| Extracted records |
* * *

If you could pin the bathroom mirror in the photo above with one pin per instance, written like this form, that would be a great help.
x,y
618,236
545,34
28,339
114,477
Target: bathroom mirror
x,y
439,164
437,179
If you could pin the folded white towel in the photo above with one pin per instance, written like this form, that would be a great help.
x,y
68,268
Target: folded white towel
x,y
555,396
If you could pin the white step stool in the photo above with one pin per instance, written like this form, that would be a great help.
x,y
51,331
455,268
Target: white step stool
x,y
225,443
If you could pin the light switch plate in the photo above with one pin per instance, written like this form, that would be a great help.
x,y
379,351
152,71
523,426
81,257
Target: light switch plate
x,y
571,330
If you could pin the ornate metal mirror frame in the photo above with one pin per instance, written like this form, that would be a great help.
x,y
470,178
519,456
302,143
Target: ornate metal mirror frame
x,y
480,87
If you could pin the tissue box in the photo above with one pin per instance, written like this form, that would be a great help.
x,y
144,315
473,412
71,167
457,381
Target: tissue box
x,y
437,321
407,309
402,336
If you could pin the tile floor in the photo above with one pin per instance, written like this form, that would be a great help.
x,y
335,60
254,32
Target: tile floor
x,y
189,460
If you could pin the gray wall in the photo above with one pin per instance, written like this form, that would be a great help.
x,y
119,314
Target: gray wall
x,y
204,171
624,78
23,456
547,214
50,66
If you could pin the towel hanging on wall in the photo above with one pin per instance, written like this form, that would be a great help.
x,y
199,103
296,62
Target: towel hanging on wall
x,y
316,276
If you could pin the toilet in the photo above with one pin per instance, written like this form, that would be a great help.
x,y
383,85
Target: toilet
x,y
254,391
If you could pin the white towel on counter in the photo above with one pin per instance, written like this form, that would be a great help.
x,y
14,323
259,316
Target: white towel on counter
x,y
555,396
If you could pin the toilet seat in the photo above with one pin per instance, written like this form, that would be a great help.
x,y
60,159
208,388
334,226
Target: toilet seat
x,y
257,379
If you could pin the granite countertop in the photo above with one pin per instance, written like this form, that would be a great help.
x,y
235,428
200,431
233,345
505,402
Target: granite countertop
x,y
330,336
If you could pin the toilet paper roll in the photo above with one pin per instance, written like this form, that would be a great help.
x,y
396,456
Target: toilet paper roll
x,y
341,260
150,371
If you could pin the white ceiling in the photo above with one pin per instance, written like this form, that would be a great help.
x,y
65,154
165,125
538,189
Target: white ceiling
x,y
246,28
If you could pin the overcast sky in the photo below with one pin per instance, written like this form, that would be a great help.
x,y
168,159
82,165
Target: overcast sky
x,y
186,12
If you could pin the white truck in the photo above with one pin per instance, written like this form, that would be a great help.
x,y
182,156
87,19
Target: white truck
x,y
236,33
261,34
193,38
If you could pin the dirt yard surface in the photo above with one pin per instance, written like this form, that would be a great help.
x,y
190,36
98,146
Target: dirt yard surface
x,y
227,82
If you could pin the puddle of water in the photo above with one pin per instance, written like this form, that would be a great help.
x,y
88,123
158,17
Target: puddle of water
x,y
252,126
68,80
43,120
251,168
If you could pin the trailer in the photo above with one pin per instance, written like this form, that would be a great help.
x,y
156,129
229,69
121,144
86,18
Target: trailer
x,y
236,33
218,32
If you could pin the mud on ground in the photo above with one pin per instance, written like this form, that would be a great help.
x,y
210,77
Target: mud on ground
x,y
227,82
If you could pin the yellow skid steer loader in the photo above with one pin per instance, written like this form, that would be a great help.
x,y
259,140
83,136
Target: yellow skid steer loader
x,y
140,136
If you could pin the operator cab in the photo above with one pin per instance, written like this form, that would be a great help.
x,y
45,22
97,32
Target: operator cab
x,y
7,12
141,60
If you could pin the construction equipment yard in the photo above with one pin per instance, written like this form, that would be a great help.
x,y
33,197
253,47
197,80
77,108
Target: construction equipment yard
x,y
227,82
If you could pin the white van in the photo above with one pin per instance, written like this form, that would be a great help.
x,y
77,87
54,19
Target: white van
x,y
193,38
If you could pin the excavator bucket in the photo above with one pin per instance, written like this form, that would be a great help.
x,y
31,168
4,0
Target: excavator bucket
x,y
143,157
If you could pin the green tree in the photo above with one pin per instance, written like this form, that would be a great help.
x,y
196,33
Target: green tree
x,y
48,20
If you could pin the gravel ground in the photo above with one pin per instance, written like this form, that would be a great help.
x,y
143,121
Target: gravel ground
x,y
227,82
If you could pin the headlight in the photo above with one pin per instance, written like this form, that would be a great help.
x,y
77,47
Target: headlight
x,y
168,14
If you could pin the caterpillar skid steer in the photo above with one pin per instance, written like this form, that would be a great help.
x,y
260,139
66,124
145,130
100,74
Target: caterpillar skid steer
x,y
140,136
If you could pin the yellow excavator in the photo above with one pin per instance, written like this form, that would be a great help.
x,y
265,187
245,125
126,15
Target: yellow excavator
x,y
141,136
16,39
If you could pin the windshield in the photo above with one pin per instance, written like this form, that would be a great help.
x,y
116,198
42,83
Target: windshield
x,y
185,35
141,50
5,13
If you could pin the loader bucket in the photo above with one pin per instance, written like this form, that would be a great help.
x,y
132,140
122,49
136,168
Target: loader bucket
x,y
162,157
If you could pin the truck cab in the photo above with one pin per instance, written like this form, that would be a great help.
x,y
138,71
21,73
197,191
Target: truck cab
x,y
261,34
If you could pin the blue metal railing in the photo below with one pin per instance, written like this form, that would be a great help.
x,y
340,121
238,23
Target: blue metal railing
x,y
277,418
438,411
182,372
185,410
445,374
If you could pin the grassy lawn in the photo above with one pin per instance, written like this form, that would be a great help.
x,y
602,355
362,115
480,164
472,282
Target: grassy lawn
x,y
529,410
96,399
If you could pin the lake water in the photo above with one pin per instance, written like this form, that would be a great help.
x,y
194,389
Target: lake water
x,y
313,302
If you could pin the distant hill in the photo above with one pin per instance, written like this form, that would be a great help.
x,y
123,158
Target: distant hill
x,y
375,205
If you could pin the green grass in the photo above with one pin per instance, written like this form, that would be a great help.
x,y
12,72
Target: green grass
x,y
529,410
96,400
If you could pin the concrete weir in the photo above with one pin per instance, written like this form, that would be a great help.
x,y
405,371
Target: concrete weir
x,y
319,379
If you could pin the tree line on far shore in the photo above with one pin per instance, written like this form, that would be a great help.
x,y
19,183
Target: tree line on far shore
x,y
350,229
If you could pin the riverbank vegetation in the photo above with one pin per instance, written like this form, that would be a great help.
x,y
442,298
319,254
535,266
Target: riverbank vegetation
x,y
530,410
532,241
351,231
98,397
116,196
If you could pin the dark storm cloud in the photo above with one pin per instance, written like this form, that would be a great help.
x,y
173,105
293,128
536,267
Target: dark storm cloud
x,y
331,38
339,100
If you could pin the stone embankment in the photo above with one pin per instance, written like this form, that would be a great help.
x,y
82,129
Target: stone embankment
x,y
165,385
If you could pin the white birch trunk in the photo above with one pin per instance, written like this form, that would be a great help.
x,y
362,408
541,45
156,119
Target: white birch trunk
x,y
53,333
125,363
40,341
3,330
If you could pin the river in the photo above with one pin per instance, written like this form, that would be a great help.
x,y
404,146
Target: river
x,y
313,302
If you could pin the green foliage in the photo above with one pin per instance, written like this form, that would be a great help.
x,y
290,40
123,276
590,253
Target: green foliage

* * *

| Task directions |
Rewrite every line from the one containing "If you could pin the riverbank" through the end of the records, requests included, rescaling each answer coordinate by 2.15 and rounding to whole numbers, with halves rounded up. Leave the numbers in the requests and in their format samples unchanged.

| Solved exercise |
If you could pin the riverbank vegetation in the photo above with one pin per instance, written like this form, that would be a great help.
x,y
442,298
319,254
535,266
Target: riverbank vegetation
x,y
1140,882
1144,518
755,497
211,854
249,421
If you could pin the dark storm cloud in the photo above with one pin per instance, written like this form, that would be a great help.
x,y
173,105
293,128
536,267
Target: dark storm cloud
x,y
712,82
729,215
If you could pin the stone embankment in the photo above with one pin per instance, written like this form, that would be a great help.
x,y
82,129
Target: stone embankment
x,y
355,828
If you could pin the white birch trunk in the photo above with one pin per instance, written like this form, that would be a great help.
x,y
362,408
541,45
156,119
Target: white birch trunk
x,y
114,716
269,780
86,733
6,710
If you could pin the river in the photo above with one pin per instance, written like this form, that would be a great help.
x,y
404,146
Target: river
x,y
673,649
If you could pin the green foliage in the photo above with one pin per instance, written like this form, that would be a great help.
x,y
290,40
123,276
590,253
Target: green foliage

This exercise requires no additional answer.